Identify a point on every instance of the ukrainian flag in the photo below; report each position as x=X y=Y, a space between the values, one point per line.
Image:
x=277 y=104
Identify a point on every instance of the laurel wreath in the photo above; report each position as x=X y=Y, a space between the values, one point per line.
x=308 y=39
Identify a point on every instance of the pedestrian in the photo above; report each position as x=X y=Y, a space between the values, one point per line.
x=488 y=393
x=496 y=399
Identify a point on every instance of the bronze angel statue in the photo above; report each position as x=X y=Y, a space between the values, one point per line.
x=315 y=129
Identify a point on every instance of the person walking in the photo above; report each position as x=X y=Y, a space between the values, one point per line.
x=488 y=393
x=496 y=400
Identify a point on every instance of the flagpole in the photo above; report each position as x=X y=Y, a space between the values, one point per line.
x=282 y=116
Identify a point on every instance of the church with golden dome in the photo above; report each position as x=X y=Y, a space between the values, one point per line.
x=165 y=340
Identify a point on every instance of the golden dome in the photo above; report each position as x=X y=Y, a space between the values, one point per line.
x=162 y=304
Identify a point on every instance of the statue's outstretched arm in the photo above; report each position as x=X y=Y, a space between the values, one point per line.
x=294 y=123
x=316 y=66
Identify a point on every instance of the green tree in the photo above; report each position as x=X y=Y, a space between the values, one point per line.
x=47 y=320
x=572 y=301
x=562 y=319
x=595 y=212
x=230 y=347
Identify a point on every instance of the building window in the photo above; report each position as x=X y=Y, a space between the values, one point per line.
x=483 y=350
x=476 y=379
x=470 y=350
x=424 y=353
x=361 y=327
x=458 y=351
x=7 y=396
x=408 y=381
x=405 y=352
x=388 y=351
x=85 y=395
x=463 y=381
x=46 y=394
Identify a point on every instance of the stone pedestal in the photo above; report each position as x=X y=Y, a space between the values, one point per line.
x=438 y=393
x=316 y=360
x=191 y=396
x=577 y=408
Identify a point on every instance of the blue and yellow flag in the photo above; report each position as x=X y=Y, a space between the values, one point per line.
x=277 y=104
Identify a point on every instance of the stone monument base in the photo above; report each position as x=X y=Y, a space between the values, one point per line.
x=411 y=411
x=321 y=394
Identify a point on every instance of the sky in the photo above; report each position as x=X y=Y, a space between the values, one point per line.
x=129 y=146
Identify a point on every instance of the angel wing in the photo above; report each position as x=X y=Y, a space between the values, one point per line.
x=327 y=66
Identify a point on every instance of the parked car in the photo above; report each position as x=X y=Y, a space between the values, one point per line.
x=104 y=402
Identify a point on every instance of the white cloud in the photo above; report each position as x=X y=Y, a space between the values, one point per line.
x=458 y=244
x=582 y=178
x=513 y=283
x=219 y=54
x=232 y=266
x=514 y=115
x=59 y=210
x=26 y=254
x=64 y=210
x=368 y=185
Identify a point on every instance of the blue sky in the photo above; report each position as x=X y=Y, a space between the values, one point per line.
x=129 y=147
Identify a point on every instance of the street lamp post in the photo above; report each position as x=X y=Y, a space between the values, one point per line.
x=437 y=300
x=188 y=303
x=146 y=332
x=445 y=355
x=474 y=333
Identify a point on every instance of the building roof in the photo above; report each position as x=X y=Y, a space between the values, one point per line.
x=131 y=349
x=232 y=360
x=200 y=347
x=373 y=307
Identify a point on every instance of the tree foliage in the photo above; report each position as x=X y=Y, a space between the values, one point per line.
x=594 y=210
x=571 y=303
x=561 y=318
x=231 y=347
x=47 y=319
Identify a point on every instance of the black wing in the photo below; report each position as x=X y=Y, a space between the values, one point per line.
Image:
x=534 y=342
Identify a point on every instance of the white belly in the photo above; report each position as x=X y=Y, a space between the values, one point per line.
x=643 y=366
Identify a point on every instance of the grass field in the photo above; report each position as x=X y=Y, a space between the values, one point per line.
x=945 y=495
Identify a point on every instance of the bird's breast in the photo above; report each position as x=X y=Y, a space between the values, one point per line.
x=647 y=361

__ABOUT THIS EXERCISE__. For the string "below", return every line of the data where it appears.

__SOLVED PROBLEM__.
Identify a point on every instance of the ukrainian flag in the photo below; report each position as x=X y=Y, a space between the values, one point per line.
Identify a point on every instance of the black wing in the photo below; report each position as x=X y=Y, a space between the values, one point per line.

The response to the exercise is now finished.